### Objective
Repeat exactly the lines from the one containing "Where can you spot the framed picture" through the last line of the records below, both included, and nothing else.

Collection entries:
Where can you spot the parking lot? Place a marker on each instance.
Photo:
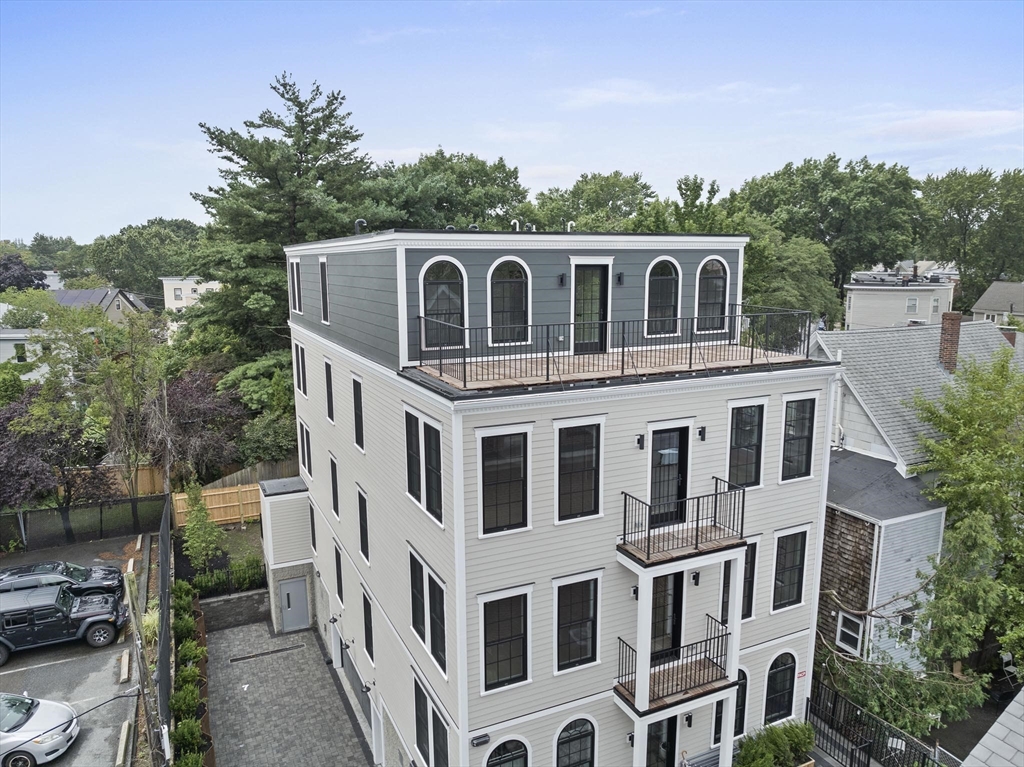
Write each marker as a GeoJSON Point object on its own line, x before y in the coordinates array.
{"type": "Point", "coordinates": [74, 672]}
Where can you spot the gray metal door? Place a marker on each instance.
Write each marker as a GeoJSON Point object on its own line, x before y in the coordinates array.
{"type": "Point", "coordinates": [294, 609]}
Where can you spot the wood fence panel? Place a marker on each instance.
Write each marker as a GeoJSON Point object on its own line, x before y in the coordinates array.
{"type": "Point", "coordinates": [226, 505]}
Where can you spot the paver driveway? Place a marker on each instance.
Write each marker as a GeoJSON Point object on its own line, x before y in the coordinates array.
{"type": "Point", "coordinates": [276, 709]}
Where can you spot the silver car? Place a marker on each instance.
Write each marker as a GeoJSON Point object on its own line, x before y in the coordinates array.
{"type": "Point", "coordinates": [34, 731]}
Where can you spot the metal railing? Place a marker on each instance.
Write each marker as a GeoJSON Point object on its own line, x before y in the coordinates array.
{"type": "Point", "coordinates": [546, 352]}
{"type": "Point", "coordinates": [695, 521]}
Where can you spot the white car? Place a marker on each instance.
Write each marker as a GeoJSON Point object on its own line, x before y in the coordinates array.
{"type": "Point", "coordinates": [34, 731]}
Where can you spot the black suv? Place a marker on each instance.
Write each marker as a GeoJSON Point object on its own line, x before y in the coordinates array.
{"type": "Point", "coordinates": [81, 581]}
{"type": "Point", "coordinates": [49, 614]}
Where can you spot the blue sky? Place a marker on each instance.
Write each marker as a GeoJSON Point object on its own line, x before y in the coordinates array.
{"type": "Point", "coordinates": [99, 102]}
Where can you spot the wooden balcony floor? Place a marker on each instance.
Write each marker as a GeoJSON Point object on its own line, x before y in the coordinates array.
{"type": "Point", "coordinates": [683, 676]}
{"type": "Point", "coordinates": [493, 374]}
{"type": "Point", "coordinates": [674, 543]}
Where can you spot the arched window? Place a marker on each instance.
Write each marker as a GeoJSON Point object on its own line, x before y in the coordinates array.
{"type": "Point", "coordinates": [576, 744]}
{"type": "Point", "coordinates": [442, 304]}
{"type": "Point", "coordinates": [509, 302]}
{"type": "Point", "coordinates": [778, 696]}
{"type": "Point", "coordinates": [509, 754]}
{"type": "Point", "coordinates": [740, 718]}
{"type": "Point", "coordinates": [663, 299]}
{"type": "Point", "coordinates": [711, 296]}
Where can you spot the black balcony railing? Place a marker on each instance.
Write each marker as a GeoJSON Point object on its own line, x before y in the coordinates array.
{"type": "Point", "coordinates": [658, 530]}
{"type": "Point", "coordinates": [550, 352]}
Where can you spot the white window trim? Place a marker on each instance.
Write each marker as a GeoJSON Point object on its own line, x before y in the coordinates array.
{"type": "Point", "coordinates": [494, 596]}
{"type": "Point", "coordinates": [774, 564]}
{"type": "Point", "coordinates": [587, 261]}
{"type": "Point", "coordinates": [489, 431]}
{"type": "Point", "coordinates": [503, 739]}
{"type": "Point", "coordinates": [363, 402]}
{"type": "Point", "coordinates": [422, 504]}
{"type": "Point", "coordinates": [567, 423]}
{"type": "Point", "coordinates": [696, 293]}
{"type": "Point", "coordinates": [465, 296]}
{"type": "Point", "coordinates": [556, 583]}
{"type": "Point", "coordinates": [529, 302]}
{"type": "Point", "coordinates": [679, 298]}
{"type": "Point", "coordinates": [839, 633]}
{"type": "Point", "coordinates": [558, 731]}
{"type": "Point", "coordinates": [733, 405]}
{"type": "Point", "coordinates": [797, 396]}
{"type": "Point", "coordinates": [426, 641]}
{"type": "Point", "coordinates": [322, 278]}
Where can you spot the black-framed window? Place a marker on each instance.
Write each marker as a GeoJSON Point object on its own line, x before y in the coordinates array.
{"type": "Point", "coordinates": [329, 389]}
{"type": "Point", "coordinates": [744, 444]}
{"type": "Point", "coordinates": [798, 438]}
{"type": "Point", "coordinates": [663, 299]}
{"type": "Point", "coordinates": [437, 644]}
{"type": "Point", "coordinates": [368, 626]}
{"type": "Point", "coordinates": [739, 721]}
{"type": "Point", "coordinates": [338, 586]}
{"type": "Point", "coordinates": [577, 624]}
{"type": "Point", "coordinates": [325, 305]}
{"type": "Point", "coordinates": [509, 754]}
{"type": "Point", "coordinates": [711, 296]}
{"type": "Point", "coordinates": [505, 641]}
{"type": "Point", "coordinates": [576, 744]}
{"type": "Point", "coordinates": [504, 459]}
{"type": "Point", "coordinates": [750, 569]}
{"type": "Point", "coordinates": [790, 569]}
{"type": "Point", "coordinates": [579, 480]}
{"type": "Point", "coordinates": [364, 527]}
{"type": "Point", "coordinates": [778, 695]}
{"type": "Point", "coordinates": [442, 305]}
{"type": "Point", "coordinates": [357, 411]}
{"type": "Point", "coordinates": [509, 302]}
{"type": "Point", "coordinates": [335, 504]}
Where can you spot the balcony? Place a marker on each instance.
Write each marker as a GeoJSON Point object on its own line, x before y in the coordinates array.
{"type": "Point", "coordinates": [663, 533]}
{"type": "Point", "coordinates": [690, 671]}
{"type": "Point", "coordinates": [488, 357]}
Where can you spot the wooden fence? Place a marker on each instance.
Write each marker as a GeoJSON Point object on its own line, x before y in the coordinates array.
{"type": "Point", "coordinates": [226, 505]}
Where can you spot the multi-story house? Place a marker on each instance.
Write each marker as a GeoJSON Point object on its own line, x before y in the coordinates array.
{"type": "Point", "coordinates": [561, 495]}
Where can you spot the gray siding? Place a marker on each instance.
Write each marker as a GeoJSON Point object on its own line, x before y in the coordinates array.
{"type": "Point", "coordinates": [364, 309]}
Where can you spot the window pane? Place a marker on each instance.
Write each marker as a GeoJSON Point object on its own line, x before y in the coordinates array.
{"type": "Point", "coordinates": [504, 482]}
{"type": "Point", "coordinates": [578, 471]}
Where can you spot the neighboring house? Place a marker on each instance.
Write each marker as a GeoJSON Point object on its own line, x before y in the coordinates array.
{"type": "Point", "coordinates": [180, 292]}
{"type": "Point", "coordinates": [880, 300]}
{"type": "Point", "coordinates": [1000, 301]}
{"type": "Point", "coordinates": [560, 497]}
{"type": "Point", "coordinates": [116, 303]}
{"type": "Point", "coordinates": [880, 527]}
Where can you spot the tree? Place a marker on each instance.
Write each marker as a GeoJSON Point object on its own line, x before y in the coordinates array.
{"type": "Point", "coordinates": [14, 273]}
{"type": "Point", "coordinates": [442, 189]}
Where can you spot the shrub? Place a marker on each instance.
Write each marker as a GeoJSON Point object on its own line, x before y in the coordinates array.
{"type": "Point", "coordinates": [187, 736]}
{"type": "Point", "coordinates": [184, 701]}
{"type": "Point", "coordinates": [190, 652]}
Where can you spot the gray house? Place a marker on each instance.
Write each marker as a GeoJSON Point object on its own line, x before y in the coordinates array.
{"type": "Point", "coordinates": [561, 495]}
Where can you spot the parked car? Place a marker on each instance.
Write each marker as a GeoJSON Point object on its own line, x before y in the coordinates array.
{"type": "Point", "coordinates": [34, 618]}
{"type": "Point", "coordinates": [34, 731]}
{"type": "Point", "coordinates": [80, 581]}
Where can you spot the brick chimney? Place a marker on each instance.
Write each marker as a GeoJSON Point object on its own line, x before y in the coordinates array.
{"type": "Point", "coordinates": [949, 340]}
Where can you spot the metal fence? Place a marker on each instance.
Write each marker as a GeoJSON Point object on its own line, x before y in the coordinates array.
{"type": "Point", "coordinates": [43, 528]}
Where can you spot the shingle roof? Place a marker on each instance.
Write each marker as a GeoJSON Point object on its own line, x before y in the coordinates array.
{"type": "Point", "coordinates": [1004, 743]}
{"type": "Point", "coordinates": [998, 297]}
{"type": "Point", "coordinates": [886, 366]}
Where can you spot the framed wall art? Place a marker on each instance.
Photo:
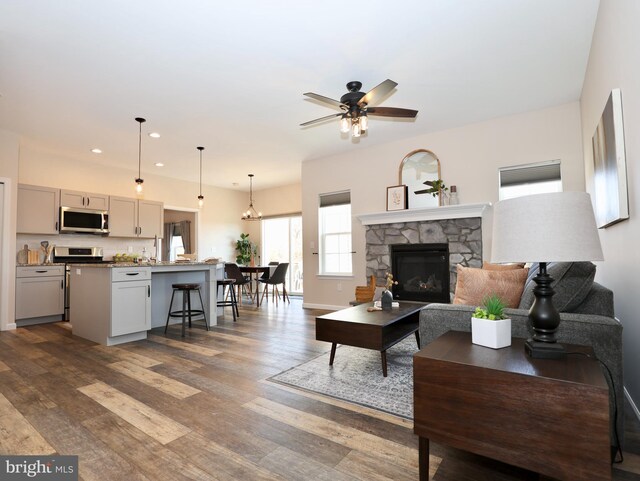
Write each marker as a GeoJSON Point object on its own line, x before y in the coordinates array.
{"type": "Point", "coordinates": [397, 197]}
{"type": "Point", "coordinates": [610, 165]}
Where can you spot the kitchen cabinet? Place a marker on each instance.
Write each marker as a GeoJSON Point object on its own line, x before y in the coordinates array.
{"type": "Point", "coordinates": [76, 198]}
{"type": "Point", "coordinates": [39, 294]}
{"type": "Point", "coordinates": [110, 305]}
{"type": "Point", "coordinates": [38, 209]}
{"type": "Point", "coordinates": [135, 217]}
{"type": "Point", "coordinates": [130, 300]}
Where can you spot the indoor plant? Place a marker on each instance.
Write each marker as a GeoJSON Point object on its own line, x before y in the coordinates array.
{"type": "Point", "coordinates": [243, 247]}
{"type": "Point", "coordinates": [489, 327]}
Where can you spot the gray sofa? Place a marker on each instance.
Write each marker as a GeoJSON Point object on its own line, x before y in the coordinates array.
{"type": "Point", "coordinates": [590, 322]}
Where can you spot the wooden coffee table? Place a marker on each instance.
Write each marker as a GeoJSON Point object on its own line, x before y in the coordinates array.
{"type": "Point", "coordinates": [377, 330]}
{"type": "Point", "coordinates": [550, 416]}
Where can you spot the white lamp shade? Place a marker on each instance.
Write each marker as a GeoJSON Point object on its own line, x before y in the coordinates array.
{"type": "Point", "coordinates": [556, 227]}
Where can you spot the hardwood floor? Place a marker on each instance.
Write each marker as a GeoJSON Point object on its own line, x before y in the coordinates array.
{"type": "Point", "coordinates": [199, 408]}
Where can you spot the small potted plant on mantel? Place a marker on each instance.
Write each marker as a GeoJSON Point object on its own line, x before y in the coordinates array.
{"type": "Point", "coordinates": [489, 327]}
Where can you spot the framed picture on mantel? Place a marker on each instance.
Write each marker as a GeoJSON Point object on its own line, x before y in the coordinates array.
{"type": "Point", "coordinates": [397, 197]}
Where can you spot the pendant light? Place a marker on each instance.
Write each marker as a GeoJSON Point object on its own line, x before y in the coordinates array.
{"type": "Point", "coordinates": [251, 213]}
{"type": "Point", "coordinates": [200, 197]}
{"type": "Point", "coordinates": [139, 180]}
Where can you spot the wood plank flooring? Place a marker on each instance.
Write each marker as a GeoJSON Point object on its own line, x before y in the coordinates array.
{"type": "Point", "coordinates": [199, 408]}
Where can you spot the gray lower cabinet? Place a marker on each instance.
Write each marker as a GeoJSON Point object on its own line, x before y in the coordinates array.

### Task solution
Where can you spot the framed picture on mantel? Place a marker on each instance.
Write each marker as a GeoJSON Point object on its own line, x before y in the coordinates array.
{"type": "Point", "coordinates": [397, 197]}
Where can you spot the pendant light? Place a marker on each instance.
Write each marker as a GeoJSON Point object on its own line, x before y in the coordinates array.
{"type": "Point", "coordinates": [251, 213]}
{"type": "Point", "coordinates": [200, 197]}
{"type": "Point", "coordinates": [139, 180]}
Where can you spot the wood plank flooring? Place a marker on each instance.
Write each marker as a GeoJSON Point object on its own line, x before y in the coordinates array.
{"type": "Point", "coordinates": [199, 408]}
Where can you spot the gray lower cabinet? Place a marker on each instance.
Write each marker as a GeoJSON Point object on its own line, x before y in the coordinates array.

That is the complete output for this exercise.